### RECORDS TO USE

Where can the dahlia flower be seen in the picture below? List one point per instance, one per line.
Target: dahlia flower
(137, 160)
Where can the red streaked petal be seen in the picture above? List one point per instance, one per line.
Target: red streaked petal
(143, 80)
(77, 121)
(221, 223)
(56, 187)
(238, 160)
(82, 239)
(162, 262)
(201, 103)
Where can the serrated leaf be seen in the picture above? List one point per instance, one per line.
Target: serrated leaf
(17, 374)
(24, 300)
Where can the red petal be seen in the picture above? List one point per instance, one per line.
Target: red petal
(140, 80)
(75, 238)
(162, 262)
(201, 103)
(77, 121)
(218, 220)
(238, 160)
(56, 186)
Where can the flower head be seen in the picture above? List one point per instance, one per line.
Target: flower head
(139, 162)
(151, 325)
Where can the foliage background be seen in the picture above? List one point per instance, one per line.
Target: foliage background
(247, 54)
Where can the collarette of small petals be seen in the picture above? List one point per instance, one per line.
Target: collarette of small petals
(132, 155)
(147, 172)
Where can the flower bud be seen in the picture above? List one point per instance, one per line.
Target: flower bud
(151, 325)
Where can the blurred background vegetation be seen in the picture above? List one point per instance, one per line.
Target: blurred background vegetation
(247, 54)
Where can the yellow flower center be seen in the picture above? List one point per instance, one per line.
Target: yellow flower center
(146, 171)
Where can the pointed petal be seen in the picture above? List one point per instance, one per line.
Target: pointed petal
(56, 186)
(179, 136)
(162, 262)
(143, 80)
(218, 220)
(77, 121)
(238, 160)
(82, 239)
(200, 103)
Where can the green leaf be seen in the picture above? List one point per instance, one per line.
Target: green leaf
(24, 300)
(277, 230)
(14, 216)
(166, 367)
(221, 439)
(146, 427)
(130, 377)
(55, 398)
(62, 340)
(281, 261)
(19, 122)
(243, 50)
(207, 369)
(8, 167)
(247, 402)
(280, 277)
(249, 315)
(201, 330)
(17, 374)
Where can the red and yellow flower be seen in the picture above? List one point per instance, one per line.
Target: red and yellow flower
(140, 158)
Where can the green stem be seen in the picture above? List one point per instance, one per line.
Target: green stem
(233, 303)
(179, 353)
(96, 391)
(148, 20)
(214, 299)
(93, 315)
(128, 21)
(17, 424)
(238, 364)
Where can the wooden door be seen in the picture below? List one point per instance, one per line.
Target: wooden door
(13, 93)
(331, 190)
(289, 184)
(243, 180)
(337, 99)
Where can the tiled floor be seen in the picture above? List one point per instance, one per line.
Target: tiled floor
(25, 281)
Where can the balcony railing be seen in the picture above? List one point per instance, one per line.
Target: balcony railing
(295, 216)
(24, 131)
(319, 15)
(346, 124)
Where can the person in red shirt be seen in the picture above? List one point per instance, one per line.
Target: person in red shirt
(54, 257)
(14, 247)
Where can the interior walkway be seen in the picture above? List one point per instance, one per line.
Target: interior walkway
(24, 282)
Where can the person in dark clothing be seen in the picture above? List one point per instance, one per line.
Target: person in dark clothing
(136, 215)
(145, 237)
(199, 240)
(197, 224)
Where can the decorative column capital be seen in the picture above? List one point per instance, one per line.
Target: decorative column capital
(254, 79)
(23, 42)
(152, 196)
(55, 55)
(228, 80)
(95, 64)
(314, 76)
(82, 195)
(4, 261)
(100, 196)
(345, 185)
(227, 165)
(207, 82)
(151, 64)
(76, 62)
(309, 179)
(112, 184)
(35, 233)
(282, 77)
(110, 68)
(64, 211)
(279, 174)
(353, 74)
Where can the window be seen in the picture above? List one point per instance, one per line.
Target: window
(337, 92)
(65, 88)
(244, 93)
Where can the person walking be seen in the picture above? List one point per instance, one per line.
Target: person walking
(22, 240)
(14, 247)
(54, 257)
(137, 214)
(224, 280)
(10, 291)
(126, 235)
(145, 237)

### EXERCISE OBJECTIVE
Recast the data above as a two-column CSV with the header row request,points and one row for each request. Put the request text in the request column and its answer in the points column, with each value in a single quoted field and every line break replaced by a space.

### TASK SOLUTION
request,points
"Where can the dahlia flower be seen in the picture below? List one point per instance, one per line. Target: dahlia flower","(137, 160)"
"Where can the red streaked petal be seen in the picture above? List one point per instance, one per line. Target: red streaked petal","(143, 80) (77, 121) (221, 223) (56, 187) (238, 160) (82, 239) (162, 262) (201, 103)"
"Where can the serrated leaf be seen in the picture above? List one point per instance, one per line. Target: serrated leaf","(17, 374) (24, 300)"
"Where can the red petal be seen in the picture above? List one point per instance, one per line. Target: red petal","(140, 80) (75, 238) (162, 262) (201, 103) (77, 121) (218, 220) (238, 160) (56, 186)"
"Where can the flower head be seen in the picture above? List one point per instance, one per line. Target: flower head","(139, 162) (151, 325)"
"Where can the foliage background be seen in the picture above? List one point per instance, one per line. Target: foliage background","(247, 54)"
"Where can the collarette of small petals be seen in the picture above? List one point per instance, one per line. Target: collarette of small petals","(132, 155) (147, 172)"
"Where can the flower bud be seen in the picture above? List one point per instance, one per line. Target: flower bud","(151, 325)"
"Where can the blurred background vegetation be seen in the picture above? List one point per instance, one per line. Target: blurred background vegetation","(247, 54)"
"Where can the yellow flower center be seen in the picture above? List one point per instance, one per line. Target: yellow flower center","(146, 171)"
"Where can the pointed petal be seen in the picture above? List one point per instance, one per line. Target: pointed petal","(56, 186) (179, 136) (162, 262) (143, 80) (218, 220) (77, 121) (238, 160) (82, 239) (200, 103)"
"Where can the green leaf be seen in the picture above? List one point per instance, one per line. Target: green leaf","(24, 300) (277, 230) (14, 216) (166, 367) (221, 439) (146, 427) (130, 377) (55, 398) (62, 340) (281, 261) (19, 122) (243, 50) (207, 369) (8, 167) (247, 402) (280, 277) (249, 315) (201, 330) (17, 374)"
"Where can the red and yellow flower be seen in the picture above? List one point per instance, one per line. Target: red and yellow flower","(140, 158)"
"Where can the green stem be seen in the picture above? List one point per instance, one per line. Target: green stem","(233, 303) (179, 353) (96, 391) (148, 20) (214, 299) (93, 315) (128, 21) (17, 424) (238, 364)"
"Where can the wooden door be seen in the picture below? List one point per instance, one per line. Target: wooden door","(13, 93) (331, 190) (289, 184) (243, 180) (337, 99)"
"Where can the tiled floor be seen in the picture above? List one point per instance, one per line. Target: tiled floor","(25, 281)"
"Where can the balcony railing be seen in the picture above? List one point per instance, one per line. Target: balcony railing","(295, 216) (24, 131) (319, 15) (346, 124)"
"Where can the person in red shirt be seen in the picture above? List one point per instance, one per line. Target: person in red shirt","(54, 257) (14, 247)"
"Where can the interior walkway be seen in the picture above? List one point per instance, one per line. Target: interior walkway","(24, 282)"
"Where can the person in dark clothing be seen in the picture above? List one point per instance, one per line. Target: person in dark clothing","(136, 215) (145, 237) (199, 240) (197, 224)"
"Where can the decorative column capital be seen in the picture above? List one point per instance, one per line. Target: decorative column capital","(254, 79) (23, 42) (152, 196) (55, 55) (228, 80) (95, 64) (314, 76) (82, 195) (4, 261) (100, 196) (345, 185) (227, 165) (207, 82) (151, 64) (76, 62) (309, 179) (112, 184) (35, 233) (282, 77) (110, 68) (64, 211) (279, 174) (353, 74)"
"Where can the window be seen in the picture above? List one point per instance, one per line. Target: window","(337, 92) (65, 88) (244, 93)"
"Where can the person walking be seen in the picture above? List one point per instance, one per line. Target: person walking","(22, 240) (14, 247) (54, 257) (137, 214) (224, 280) (10, 291) (126, 235) (145, 237)"